* [Source extract]:

• • • • • • •

If a man does not keep pace with his companions, perhaps it is because he hears a different drummer. Let him step to the music which he hears, however measured or far away.
(Henry David Thoreau (1817-1862), U.S. philosopher, author, naturalist. Walden, "Conclusion," (1854).
The expression, "music of a different drummer" has entered general usage, for example, Vice President Hubert Humphrey's address to the United States Junior Chamber of Commerce, Detroit, Michigan, June 29, 1966: "The great challenge which faces us is to assure that, in our society of big-ness, we do not strangle the voice of creativity, that the rules of the game do not come to overshadow its purpose, that the grand orchestration of society leaves ample room for the man who marches to the music of another drummer.")
Ere long, not only these banks, but on every hill and plain and in every hollow, the frost comes out of the ground like a dormant quadruped from its burrow, and seeks the sea with music, or migrates to other climes in clouds.
(Henry David Thoreau (1817-1862), U.S. philosopher, author, naturalist. Walden (1854), in The Writings of Henry David Thoreau, vol. 2, p. 341, Houghton Mifflin (1906).)
We are not concerned about the historical truth of this, but rather a higher poetical truth. We seem to hear the music of a thought, and care not if the understanding be not gratified.
(Henry David Thoreau (1817-1862), U.S. philosopher, author, naturalist. A Week on the Concord and Merrimack Rivers (1849), in The Writings of Henry David Thoreau, vol. 1, p. 58, Houghton Mifflin (1906).)
The intellectual man requires a fine bait; the sots are easily amused. But everybody is drugged with his own frenzy, and the pageant marches at all hours, with music and banner and badge.
(Ralph Waldo Emerson (1803-1882), U.S. essayist, poet, philosopher. "Illusions," The Conduct of Life (1860).)
Whatever has made, or does make, or may make music, should be held sacred as the golden bridle-bit of the Shah of Persia's horse, and the golden hammer, with which his hoofs are shod.

• • • • • • •

* [About this exercise]:
Carry on the quotations about music from the point where they stop.

(Entries drawn from a collection)
• • • • • • •

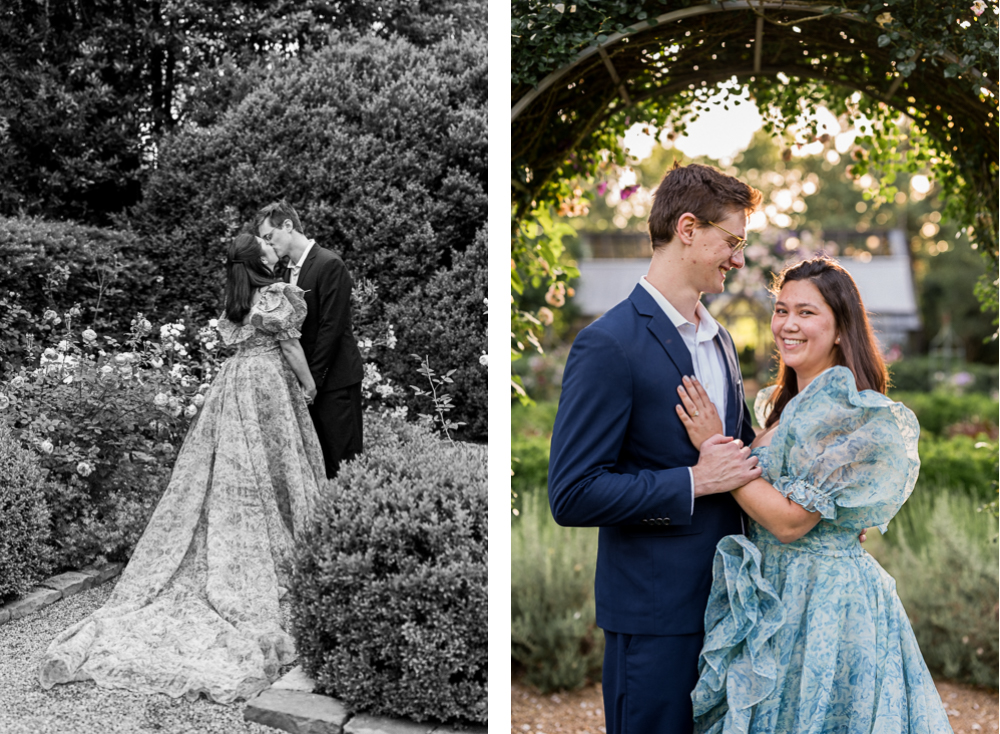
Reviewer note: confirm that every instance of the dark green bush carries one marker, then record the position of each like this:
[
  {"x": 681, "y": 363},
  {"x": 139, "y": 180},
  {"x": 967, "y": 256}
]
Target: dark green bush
[
  {"x": 55, "y": 265},
  {"x": 956, "y": 463},
  {"x": 944, "y": 559},
  {"x": 445, "y": 320},
  {"x": 24, "y": 517},
  {"x": 553, "y": 635},
  {"x": 530, "y": 435},
  {"x": 381, "y": 147},
  {"x": 389, "y": 583},
  {"x": 923, "y": 374},
  {"x": 938, "y": 411}
]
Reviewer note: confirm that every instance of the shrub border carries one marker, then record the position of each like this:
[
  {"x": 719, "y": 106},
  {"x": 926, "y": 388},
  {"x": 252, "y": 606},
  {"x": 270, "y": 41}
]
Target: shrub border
[{"x": 63, "y": 585}]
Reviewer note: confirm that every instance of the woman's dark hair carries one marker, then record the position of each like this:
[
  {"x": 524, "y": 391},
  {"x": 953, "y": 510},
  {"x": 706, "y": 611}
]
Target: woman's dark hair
[
  {"x": 858, "y": 350},
  {"x": 245, "y": 273}
]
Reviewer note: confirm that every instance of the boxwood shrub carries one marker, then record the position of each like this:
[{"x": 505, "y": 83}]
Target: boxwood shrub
[
  {"x": 389, "y": 583},
  {"x": 24, "y": 517}
]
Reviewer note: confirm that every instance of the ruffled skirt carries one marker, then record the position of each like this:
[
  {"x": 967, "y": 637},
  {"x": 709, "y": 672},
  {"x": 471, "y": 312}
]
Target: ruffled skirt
[
  {"x": 196, "y": 610},
  {"x": 811, "y": 641}
]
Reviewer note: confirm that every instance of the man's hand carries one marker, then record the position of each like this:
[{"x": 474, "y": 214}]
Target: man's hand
[{"x": 724, "y": 465}]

• • • • • • •

* [Answer]:
(Herman Melville (1819-1891), U.S. author. Redburn (1849), ch. 49, The Writings of Herman Melville, vol. 4, eds. Harrison Hayford, Hershel Parker, and G. Thomas Tanselle (1969).)
I am fond of music I think because it is so amoral. Everything else is moral and I am after something that isn't. I have always found moralizing intolerable.
(Hermann Hesse (1877-1962), German novelist, poet. Sinclair, in Demian, ch. 5 (1960).)
As one knows the poet by his fine music, so one can recognise the liar by his rich rhythmic utterance, and in neither case will the casual inspiration of the moment suffice. Here, as elsewhere, practice must precede perfection.
(Oscar Wilde (1854-1900), Anglo-Irish playwright, author. Vivian, in "The Decay of Lying," published in Intentions (1891).)
Electric flesh-arrows ... traversing the body. A rainbow of color strikes the eyelids. A foam of music falls over the ears. It is the gong of the orgasm.
(Anaïs Nin (1903-1977), Franco-American novelist, diarist. The Diary of Anaïs Nin, vol. 2, entry for Oct. 1937 (1967).)
I think sometimes, could I only have music on my own terms; could I live in a great city and know where I could go whenever I wished the ablution and inundation of musical waves,that were a bath and a medicine.
(Ralph Waldo Emerson (1803-1882), U.S. essayist, poet, philosopher. "Wealth," The Conduct of Life (1860).)